# EXERCISE OBJECTIVE:
Output all of the data below exactly as given.

# Data records:
=====
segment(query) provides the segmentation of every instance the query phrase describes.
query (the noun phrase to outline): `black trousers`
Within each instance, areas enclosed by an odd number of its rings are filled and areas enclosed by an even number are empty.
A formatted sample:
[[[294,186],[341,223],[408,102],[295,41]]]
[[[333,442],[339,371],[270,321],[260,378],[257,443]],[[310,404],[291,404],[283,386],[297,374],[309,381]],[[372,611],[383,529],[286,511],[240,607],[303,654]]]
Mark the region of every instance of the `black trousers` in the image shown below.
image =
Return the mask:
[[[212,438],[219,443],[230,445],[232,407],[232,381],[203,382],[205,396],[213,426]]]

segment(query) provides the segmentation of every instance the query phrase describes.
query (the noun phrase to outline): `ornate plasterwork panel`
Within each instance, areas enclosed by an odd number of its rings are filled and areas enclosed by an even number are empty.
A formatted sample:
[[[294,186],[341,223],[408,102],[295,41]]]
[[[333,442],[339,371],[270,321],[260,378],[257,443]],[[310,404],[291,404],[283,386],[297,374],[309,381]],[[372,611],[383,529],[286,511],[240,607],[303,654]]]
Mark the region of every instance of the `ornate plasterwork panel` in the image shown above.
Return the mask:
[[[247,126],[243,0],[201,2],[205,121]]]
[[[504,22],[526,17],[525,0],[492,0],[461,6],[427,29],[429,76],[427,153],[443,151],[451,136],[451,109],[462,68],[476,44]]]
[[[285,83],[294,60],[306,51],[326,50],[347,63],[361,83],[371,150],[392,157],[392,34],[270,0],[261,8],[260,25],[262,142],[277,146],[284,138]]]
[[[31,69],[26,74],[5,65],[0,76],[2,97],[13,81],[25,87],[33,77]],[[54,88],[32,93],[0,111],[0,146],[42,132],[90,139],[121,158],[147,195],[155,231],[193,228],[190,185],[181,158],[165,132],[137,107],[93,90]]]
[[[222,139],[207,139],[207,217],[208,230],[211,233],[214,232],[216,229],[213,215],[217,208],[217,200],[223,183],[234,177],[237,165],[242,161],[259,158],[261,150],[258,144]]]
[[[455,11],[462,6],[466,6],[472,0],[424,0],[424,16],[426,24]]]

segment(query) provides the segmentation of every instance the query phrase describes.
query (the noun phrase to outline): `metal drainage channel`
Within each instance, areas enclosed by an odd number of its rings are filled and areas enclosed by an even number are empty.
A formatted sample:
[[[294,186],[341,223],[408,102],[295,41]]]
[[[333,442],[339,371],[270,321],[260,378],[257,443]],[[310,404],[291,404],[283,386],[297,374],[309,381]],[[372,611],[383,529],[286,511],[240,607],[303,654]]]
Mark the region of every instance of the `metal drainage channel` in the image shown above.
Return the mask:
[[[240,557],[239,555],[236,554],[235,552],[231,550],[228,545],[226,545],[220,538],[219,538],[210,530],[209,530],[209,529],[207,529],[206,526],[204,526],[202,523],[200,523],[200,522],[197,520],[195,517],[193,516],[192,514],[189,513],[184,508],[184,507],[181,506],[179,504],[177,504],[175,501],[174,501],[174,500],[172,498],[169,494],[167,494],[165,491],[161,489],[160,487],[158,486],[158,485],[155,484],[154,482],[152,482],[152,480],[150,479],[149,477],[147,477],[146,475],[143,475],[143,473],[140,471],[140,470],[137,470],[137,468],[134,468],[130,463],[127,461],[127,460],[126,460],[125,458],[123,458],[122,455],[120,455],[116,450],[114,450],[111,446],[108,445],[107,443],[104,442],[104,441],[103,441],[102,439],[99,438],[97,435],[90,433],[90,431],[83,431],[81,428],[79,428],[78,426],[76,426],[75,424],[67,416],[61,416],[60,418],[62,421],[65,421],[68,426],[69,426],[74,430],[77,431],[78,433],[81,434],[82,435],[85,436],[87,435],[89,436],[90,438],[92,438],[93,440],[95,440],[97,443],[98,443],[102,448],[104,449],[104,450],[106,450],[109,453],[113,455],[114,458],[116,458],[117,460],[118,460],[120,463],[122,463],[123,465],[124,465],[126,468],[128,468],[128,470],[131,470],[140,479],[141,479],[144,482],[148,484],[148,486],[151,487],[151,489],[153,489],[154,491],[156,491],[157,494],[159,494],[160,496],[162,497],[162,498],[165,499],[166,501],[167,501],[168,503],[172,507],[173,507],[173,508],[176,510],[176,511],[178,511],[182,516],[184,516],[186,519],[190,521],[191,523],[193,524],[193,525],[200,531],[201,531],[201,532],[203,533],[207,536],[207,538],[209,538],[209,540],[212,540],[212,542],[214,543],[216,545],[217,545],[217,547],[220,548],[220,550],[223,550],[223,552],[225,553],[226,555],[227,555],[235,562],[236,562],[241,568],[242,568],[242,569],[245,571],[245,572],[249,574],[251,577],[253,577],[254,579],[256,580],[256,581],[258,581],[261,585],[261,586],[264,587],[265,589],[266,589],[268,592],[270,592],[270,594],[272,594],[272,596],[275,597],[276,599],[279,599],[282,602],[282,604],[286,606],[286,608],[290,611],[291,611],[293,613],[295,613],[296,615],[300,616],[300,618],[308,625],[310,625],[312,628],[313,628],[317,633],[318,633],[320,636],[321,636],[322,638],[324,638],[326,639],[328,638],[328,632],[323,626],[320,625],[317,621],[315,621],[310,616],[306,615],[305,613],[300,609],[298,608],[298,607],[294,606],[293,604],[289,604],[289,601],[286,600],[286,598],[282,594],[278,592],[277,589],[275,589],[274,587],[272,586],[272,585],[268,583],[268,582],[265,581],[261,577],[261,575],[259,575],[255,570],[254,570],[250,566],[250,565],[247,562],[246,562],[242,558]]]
=====
# SOLUTION TO THIS TASK:
segment(query) provides the segmentation of every instance the query phrase describes.
query (the noun phrase to outline): `black trousers`
Within each instance, areas enclosed by an odd number of its rings are filled and areas enclosed by an even number are empty.
A formatted sample:
[[[294,186],[341,223],[408,102],[295,41]]]
[[[333,442],[339,371],[270,321],[260,378],[257,443]],[[310,404],[291,404],[283,386],[297,374],[309,381]],[[372,611],[383,529],[286,511],[240,607],[303,654]]]
Mark the region of every instance of the `black trousers` in the image shown below.
image =
Return the mask:
[[[212,438],[219,443],[230,445],[232,407],[232,381],[203,382],[205,396],[213,426]]]

segment(query) provides the segmentation of every instance the query phrase describes.
query (the noun phrase to outline): `ornate plasterwork panel`
Within each instance, areas enclosed by an odd number of its rings are filled and areas enclosed by an even number are empty.
A formatted sample:
[[[294,186],[341,223],[408,102],[295,41]]]
[[[333,442],[339,371],[270,321],[260,378],[257,443]],[[310,404],[291,404],[283,386],[297,374],[309,381]],[[372,611],[383,529],[286,511],[240,607],[303,654]]]
Mark the region of every instance of the `ornate plasterwork panel` in the image shown above.
Return the mask:
[[[247,126],[243,0],[201,2],[205,121]]]
[[[504,22],[526,17],[525,0],[492,0],[461,6],[427,29],[429,76],[427,153],[443,151],[451,136],[451,109],[462,68],[476,44]]]
[[[285,83],[294,60],[306,51],[326,50],[347,63],[361,83],[371,150],[392,157],[392,34],[270,0],[261,8],[260,25],[262,142],[277,146],[284,138]]]
[[[31,69],[26,74],[5,65],[0,76],[2,97],[13,81],[25,87],[33,77]],[[54,88],[32,93],[0,111],[0,146],[42,132],[90,139],[121,158],[147,195],[155,231],[193,228],[190,185],[181,158],[165,132],[137,107],[93,90]]]
[[[222,139],[207,139],[207,217],[208,230],[211,233],[214,232],[216,229],[213,215],[217,208],[217,200],[223,183],[234,177],[237,165],[242,161],[259,158],[261,150],[258,144]]]
[[[455,11],[462,6],[466,6],[472,0],[424,0],[424,16],[426,24]]]

segment(query) provides the segmentation of every instance the query phrase describes.
query (the noun phrase to outline): `metal drainage channel`
Within each instance, areas enclosed by an odd number of its rings are filled and areas enclosed by an even number are empty.
A formatted sample:
[[[294,186],[341,223],[408,102],[295,41]]]
[[[333,442],[339,371],[270,321],[260,378],[257,443]],[[310,404],[291,404],[283,386],[297,374],[309,381]],[[372,611],[383,529],[286,511],[240,607],[303,654]]]
Mark the region of every instance of the `metal drainage channel` in the image shown above.
Return the mask:
[[[240,557],[239,555],[236,554],[235,552],[231,550],[228,545],[226,545],[220,538],[219,538],[210,530],[209,530],[209,529],[207,529],[206,526],[204,526],[202,523],[200,523],[200,522],[197,520],[195,517],[193,516],[192,514],[189,513],[184,508],[184,507],[181,506],[179,504],[177,504],[175,501],[174,501],[174,500],[172,498],[169,494],[167,494],[165,491],[161,489],[160,487],[158,486],[158,485],[155,484],[154,482],[152,482],[152,480],[150,479],[149,477],[147,477],[146,475],[143,475],[143,473],[140,471],[140,470],[137,470],[137,468],[134,468],[130,463],[127,461],[127,460],[126,460],[125,458],[123,458],[122,455],[120,455],[116,450],[114,450],[111,446],[108,445],[107,443],[104,442],[104,441],[103,441],[102,439],[99,438],[97,435],[90,433],[90,431],[83,431],[81,428],[79,428],[78,426],[76,426],[75,424],[67,416],[61,416],[60,418],[62,421],[65,421],[68,426],[69,426],[74,430],[77,431],[78,433],[81,434],[82,435],[85,436],[87,435],[89,436],[90,438],[92,438],[93,440],[95,440],[97,443],[98,443],[102,448],[104,449],[104,450],[106,450],[109,453],[113,455],[114,458],[116,458],[117,460],[118,460],[120,463],[122,463],[123,465],[124,465],[126,468],[128,468],[128,470],[131,470],[140,479],[141,479],[144,482],[148,484],[148,486],[151,487],[151,489],[153,489],[154,491],[156,491],[157,494],[159,494],[160,496],[162,497],[162,498],[165,499],[166,501],[167,501],[168,503],[172,507],[173,507],[173,508],[176,510],[176,511],[178,511],[182,516],[184,516],[186,519],[190,521],[191,523],[193,524],[193,525],[200,531],[201,531],[201,532],[203,533],[207,536],[207,538],[209,538],[209,540],[212,540],[212,542],[214,543],[216,545],[217,545],[217,547],[220,548],[220,550],[223,550],[223,552],[225,553],[226,555],[227,555],[235,562],[236,562],[241,568],[242,568],[242,569],[245,571],[245,572],[249,574],[251,577],[253,577],[254,579],[256,580],[256,581],[258,581],[261,585],[261,586],[264,587],[265,589],[266,589],[268,592],[270,592],[270,594],[272,594],[272,596],[275,597],[276,599],[279,599],[282,602],[282,604],[286,606],[286,608],[290,611],[291,611],[293,613],[295,613],[296,615],[300,616],[300,618],[308,625],[310,625],[312,628],[313,628],[317,633],[318,633],[320,636],[321,636],[322,638],[324,638],[326,639],[328,638],[328,632],[323,626],[320,625],[317,621],[315,621],[310,616],[306,615],[305,613],[300,609],[298,608],[298,607],[294,606],[293,604],[289,604],[289,601],[286,600],[286,598],[282,594],[278,592],[277,589],[275,589],[274,587],[272,586],[272,585],[268,583],[268,582],[265,581],[261,577],[261,575],[259,575],[255,570],[254,570],[250,566],[250,565],[247,562],[246,562],[242,558]]]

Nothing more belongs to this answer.